-- START OF INFORMATION SHOWN --

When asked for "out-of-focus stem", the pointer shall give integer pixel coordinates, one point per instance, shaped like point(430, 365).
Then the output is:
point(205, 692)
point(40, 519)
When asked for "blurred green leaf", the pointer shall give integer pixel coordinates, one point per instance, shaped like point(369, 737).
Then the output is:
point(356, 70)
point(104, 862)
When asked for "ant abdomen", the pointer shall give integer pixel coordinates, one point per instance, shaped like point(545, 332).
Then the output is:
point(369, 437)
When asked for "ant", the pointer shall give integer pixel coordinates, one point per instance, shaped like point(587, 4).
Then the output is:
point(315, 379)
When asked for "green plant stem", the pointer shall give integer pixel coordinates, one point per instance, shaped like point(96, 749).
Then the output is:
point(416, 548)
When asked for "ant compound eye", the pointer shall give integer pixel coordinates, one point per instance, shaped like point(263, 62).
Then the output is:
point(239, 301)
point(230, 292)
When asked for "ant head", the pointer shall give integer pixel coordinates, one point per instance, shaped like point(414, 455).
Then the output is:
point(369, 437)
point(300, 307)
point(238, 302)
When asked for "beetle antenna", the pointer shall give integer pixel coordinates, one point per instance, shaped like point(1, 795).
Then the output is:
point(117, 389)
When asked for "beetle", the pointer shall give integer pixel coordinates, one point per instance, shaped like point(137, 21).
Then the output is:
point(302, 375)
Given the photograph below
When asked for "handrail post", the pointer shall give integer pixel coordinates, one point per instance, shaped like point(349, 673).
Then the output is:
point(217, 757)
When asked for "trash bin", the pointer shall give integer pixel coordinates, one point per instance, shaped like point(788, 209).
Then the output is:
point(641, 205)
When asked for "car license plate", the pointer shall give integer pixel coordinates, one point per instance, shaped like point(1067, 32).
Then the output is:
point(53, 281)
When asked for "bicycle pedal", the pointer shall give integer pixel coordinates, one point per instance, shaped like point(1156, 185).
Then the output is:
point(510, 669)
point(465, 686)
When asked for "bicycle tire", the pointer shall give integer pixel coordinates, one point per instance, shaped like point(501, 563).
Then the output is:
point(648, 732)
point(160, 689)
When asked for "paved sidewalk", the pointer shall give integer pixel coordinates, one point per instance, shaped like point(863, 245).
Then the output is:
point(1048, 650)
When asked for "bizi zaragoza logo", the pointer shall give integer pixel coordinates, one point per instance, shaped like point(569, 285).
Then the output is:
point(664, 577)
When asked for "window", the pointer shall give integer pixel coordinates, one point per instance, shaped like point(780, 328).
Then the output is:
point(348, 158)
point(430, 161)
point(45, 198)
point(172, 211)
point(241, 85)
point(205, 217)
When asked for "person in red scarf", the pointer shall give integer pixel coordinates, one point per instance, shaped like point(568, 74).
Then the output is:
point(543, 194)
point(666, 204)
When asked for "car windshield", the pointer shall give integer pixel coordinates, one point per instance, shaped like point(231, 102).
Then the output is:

-- END OF INFORMATION SHOWN --

> **TO DO**: Rewrite the entire listing above, renaming "integer pixel coordinates" to "whole-number pixel coordinates" at each occurrence and leaving every other character unchanged.

> **RESPONSE FOR THIS EXERCISE**:
When asked for "out-of-focus stem", the pointer shall give whole-number pixel coordinates, one point per instance, shaped like point(430, 365).
Then the output is:
point(205, 692)
point(40, 519)
When asked for "blurred green leaf", the pointer shall give whole-number pixel coordinates, one point per instance, shaped like point(369, 737).
Then the output is:
point(356, 70)
point(104, 862)
When asked for "ant abdomen", the pointer shall give whole-number pixel coordinates, one point per instance, shaped like point(545, 332).
Then the output is:
point(369, 437)
When asked for "ant", the pointer shall give whole-number pixel coordinates, one point per instance, shaped like point(587, 4).
Then the output is:
point(315, 379)
When asked for "green plant stem", the pointer shall give whole-number pixel coordinates, one point per instance, shaped like point(96, 749).
Then the output is:
point(416, 548)
When asked for "ant compound eye", the pointer shall give whole-number pixel coordinates, one point per instance, shaped like point(263, 62).
Then the output is:
point(239, 301)
point(230, 292)
When asked for "ant head", the pointer shall give whole-number pixel coordinates, one point per instance, shaped like point(414, 455).
Then the output is:
point(369, 437)
point(300, 307)
point(238, 302)
When asked for "beetle antenna", the pointer shall give whole-number pixel coordinates, one point per instance, shaped like point(1, 795).
Then the output is:
point(117, 389)
When asked for "beetle", the pointer shall give whole-number pixel coordinates, one point per instance, shaped like point(137, 21).
Then the output is:
point(302, 375)
Given the photograph below
When asked for "handrail post", the pointer shall give whole-number pixel coordinates, one point per instance, shaped like point(349, 673).
Then the output is:
point(217, 757)
When asked for "trash bin", the pointer shall give whole-number pixel coordinates, one point per instance, shaped like point(788, 209).
Then the output is:
point(641, 205)
When asked for "car license plate", the pointer shall give whole-number pixel coordinates, one point per instance, shaped like point(1067, 32).
Then the output is:
point(53, 281)
When asked for "bicycle pedal", the pointer shall give whole-number pixel coordinates, one point per instance, shaped like point(1156, 185).
Then the output is:
point(510, 669)
point(465, 686)
When asked for "bicycle tire", the pointer shall give whole-number pixel coordinates, one point per instance, shaped like point(501, 563).
Then the output is:
point(648, 732)
point(160, 689)
When asked for "paved sidewalk", the pointer shall give whole-number pixel coordinates, one point per instance, shaped like point(863, 245).
Then the output is:
point(1048, 650)
When asked for "bizi zaragoza logo", the pointer shall give whole-number pixel coordinates, one point per instance, shaped like point(569, 285).
Then the output is:
point(664, 577)
When asked for "window", the pointer shall give whole-number pixel coordinates, one point per instance, shaped like point(780, 328).
Then the output is:
point(348, 158)
point(430, 161)
point(45, 198)
point(172, 211)
point(241, 85)
point(205, 217)
When asked for "person in red scarf", the pointer shall give whole-number pixel coordinates, one point per instance, shaped like point(568, 74).
Then the output is:
point(543, 194)
point(666, 204)
When asked for "car windshield", the pointer shall give whole-number pixel coordinates, one point per instance, shaped like point(231, 102).
Then the output is:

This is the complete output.